'''

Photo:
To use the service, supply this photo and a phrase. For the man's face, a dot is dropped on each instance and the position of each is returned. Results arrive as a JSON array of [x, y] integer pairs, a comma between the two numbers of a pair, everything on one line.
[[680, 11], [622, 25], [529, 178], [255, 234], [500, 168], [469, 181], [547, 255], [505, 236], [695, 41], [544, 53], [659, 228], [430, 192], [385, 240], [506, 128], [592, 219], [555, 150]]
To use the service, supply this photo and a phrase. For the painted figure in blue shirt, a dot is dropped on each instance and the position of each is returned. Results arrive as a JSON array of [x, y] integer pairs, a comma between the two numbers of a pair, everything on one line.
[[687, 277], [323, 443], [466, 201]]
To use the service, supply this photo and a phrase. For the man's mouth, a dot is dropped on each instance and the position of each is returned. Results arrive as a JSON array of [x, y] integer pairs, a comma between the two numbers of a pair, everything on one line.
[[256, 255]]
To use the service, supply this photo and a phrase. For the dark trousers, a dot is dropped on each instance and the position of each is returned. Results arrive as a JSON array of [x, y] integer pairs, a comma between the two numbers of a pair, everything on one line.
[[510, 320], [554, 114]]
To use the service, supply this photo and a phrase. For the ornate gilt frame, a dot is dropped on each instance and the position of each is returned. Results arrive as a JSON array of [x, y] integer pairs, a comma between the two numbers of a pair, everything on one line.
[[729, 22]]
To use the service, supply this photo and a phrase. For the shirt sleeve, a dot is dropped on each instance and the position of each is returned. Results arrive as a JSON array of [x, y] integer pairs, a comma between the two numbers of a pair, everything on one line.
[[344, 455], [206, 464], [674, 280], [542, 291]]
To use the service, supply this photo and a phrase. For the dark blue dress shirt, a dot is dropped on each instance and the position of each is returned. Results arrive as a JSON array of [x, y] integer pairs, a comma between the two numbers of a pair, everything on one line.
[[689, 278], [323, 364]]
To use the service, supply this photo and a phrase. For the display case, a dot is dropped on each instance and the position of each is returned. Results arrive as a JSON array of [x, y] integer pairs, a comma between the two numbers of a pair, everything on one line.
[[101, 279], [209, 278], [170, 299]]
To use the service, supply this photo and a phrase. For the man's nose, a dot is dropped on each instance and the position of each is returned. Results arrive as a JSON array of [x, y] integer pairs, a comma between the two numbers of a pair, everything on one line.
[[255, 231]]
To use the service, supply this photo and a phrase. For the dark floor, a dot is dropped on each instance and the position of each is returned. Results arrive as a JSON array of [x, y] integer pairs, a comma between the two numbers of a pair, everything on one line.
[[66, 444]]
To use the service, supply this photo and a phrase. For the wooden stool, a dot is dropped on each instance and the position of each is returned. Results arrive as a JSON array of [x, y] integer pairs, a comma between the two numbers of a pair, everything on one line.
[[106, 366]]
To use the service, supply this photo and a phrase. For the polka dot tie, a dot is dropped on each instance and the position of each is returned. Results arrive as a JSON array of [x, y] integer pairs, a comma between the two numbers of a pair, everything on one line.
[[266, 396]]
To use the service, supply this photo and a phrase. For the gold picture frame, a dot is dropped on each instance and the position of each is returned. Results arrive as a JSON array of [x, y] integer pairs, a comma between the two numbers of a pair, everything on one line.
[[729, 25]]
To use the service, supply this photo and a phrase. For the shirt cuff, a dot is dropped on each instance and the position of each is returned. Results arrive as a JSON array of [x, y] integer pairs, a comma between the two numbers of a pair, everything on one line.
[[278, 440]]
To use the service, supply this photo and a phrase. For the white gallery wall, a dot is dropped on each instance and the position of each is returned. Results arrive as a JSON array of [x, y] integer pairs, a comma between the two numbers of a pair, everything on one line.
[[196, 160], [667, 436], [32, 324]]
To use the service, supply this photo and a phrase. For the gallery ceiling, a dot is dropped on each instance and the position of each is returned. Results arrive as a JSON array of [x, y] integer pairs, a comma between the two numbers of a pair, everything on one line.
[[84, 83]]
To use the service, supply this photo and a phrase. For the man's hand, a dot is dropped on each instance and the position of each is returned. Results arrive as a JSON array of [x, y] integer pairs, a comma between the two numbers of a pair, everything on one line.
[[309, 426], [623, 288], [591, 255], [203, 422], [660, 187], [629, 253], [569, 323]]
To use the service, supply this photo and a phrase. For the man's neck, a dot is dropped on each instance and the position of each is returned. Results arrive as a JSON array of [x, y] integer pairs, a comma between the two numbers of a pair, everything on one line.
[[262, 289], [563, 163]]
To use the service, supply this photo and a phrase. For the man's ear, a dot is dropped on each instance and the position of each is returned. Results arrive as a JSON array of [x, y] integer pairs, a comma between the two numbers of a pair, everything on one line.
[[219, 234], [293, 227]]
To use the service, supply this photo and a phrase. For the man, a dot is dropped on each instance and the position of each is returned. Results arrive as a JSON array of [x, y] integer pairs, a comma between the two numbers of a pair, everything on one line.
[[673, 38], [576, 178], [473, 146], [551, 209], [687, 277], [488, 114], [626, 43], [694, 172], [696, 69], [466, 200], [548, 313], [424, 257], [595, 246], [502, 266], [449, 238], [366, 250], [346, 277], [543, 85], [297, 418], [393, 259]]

'''

### What needs to be done
All lines from the one with "For the white" onward to the end of the records above should be repeated exactly, and only those lines.

### Solution to the exercise
To use the service, supply this photo and a phrase. For the white gallery wall, a dot is dropped on each instance and the position of each is returned. Results arrive as a JSON array of [x, y] integer pairs, a comma between the two numbers of a pair, everything on one line.
[[196, 160], [667, 436], [32, 324]]
To use the service, supply this photo and a phrase. For the gallery ceiling, a dot is dropped on each instance and the position of each is returned. Results arrive as a JSON array of [x, y] integer pairs, a comma between the two numbers of a pair, everything on one line.
[[84, 83]]
To use the service, supply this photo and a phrase. For the man's hand, a dot is dropped on each instance and the position of each is returned. Results arrive as a JSON array of [x, y] integer pairs, a comma between the two numbers of a pair, everything on one line.
[[309, 426], [623, 288], [591, 255], [203, 422], [660, 187], [629, 253], [569, 323]]
To use the service, supply this photo and a phrase. For the man's neck, a dot is dropped on each instance and the position of each is returned. Results arrive as a JSON array of [x, y] integer pairs, a comma between the two numbers of a pair, everything on one line.
[[262, 289], [563, 163]]
To use the service, supply this photo and a phrase. For the man's ear, a dot is dropped on each instance and the position of each is returned. Results arrive as a JSON array of [x, y] integer pairs, a comma between the two numbers of a pair, everything on one line.
[[219, 234], [293, 227]]
To use the service, supply this photo and a phrase. For the man, a dot is dropped on each instance and the position of each is returned. Results arrive as a JSON array of [x, y] integer pairs, a comma between the two numbers of a pair, everything on one line.
[[673, 38], [576, 178], [473, 146], [551, 209], [687, 277], [488, 114], [626, 43], [694, 172], [696, 69], [466, 200], [548, 313], [424, 257], [595, 246], [502, 266], [449, 238], [366, 250], [346, 277], [543, 85], [297, 418], [393, 259]]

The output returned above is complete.